## Passage for review
The hospital I was taken to was not my first choice, but, again, since I was unresponsive, I didn’t get a say in it. In situations like that, you get taken to the closest, most appropriate hospital. (If that doesn’t make sense, let me know in the comments and I can explain it better.) Being in the ER was a pain in the ass, mainly due to the fact that I had to pee, but wasn’t allowed to get out of bed. The staff down there were great and treated me pretty well. When I was admitted to the floor, well, that didn’t go as well. The night shift staff was great. If they had been on for my entire stay, I’d have probably waited until I was discharged by the doctor before I left. Since they weren’t, however, I checked myself out AMA. I was pretty pissed that even though I was told I couldn’t get out of bed with out assistance, my call button was answered exactly TWICE out of the five or six times I pushed it. The last time it was answered, the nurse tried to tell me that she had answered it every single time, like I hadn’t been the one in the bed waiting for someone to see what I needed. o_O When I heard MY NAME being used very loudly at the nurse’s station, well, that pretty much clinched it. Especially considering that my name was being used in a less than professional manner.

While I was there, they did an echo and a bunch of blood work. Still waiting on the results of those tests. This was about 3 weeks ago? I know it was Valentines Day when I left the hospital. Since then, I’ve seen my doctor and a cardiologist. I wore a Holter Monitor and am set up to have a Tilt Table and Stress Echo in the coming weeks. Oh, and I’m off work until who knows when. Since I work 3rd shift and can’t guarantee someone will be at the base with me at all times, my doctor won’t release me to work. (I had been cleared to work, but wound up falling while I was vacuuming. Still not sure if I lost my balance from being dizzy or if I tripped over the cord.) I’m looking at a minimum of 2 weeks off from the looks of things.

## Dataset entries
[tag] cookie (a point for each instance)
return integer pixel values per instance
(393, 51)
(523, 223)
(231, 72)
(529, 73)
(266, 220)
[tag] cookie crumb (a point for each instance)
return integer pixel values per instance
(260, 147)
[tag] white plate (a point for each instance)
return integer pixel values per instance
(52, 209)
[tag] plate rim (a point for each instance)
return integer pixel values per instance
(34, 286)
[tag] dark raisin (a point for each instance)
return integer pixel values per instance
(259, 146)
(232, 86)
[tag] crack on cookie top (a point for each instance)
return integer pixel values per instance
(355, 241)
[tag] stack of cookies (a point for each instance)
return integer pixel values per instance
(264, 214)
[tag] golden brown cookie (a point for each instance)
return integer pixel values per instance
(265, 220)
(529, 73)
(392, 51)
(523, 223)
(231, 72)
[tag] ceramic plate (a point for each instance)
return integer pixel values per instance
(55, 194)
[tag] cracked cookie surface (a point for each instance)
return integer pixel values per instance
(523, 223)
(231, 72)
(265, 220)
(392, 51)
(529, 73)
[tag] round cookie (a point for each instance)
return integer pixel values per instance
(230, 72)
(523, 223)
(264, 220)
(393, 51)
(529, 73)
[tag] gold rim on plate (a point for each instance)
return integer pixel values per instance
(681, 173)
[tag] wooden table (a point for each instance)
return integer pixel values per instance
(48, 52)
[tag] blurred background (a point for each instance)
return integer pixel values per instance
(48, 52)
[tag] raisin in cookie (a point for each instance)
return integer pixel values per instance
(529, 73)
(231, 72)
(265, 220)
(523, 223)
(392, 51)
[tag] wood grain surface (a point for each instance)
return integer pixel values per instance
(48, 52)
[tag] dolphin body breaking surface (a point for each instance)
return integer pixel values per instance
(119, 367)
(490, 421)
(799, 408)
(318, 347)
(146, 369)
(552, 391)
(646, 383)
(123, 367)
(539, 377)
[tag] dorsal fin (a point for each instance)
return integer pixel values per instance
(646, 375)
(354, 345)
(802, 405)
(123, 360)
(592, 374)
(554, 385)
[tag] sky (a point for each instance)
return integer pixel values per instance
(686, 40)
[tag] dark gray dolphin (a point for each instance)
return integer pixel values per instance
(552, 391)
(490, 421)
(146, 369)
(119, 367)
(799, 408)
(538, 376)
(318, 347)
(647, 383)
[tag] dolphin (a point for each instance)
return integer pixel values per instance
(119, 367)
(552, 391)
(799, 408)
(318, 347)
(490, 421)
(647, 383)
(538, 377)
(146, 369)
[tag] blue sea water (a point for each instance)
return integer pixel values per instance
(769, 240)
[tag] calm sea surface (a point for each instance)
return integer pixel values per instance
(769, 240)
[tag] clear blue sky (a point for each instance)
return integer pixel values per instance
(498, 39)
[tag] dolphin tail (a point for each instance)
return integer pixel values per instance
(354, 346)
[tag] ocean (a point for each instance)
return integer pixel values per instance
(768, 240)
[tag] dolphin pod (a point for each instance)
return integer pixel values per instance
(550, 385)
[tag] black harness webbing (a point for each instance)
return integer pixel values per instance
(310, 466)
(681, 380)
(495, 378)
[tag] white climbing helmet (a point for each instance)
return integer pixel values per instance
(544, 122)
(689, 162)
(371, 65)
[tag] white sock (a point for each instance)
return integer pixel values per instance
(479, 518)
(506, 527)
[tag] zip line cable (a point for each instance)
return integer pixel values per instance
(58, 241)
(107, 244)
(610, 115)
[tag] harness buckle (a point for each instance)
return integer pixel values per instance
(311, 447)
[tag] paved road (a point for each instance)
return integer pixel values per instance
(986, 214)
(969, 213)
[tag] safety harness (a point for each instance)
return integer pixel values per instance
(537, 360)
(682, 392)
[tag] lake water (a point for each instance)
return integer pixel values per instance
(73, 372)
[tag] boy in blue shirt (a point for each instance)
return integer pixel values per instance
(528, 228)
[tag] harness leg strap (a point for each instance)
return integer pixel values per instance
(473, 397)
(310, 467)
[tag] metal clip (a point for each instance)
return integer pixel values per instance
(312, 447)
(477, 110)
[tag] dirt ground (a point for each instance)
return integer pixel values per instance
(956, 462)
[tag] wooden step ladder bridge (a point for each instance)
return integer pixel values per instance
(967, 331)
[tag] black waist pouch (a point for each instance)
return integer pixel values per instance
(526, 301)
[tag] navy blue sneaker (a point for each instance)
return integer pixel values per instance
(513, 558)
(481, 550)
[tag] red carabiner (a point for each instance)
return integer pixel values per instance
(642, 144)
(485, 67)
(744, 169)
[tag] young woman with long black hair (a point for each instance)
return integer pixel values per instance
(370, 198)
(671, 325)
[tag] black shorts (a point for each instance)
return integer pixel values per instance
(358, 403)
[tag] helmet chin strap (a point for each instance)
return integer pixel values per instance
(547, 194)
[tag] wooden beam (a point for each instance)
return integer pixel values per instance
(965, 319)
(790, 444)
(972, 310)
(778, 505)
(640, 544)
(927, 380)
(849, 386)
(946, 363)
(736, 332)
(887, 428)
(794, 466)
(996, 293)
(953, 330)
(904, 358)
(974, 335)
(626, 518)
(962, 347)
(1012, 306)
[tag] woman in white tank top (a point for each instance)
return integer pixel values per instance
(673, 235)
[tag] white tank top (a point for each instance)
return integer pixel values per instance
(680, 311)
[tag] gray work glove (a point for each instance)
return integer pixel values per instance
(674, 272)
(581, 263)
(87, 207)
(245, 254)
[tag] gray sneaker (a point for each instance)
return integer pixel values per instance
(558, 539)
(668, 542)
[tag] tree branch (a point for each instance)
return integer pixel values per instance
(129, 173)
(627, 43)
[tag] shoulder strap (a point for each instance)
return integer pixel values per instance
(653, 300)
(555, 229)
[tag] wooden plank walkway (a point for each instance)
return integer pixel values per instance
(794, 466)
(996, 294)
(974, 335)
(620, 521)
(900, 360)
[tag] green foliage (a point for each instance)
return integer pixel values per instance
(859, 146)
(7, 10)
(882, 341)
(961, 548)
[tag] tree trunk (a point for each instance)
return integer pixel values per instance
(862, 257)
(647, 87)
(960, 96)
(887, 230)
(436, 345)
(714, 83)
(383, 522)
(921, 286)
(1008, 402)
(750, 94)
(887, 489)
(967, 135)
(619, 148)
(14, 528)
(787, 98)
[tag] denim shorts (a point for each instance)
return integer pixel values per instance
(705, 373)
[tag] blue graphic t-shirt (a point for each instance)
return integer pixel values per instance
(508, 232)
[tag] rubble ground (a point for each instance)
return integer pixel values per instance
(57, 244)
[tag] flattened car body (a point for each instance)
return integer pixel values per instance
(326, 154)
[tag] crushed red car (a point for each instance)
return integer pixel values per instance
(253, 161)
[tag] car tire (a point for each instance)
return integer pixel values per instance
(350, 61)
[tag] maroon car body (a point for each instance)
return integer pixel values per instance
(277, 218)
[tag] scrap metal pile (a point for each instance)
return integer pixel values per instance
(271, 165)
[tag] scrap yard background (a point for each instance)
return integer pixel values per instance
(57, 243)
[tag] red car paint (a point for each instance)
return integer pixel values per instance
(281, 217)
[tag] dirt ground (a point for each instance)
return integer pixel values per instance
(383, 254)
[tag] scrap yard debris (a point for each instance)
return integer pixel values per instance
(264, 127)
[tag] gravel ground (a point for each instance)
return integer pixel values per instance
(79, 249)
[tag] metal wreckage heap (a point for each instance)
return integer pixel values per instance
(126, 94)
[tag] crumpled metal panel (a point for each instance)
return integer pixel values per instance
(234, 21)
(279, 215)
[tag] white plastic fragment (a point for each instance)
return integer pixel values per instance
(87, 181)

## What this task involves
From the account of the hospital stay above, extract the exact passage starting at "While I was there, they" and ending at "looks of things.".

## Exercise result
While I was there, they did an echo and a bunch of blood work. Still waiting on the results of those tests. This was about 3 weeks ago? I know it was Valentines Day when I left the hospital. Since then, I’ve seen my doctor and a cardiologist. I wore a Holter Monitor and am set up to have a Tilt Table and Stress Echo in the coming weeks. Oh, and I’m off work until who knows when. Since I work 3rd shift and can’t guarantee someone will be at the base with me at all times, my doctor won’t release me to work. (I had been cleared to work, but wound up falling while I was vacuuming. Still not sure if I lost my balance from being dizzy or if I tripped over the cord.) I’m looking at a minimum of 2 weeks off from the looks of things.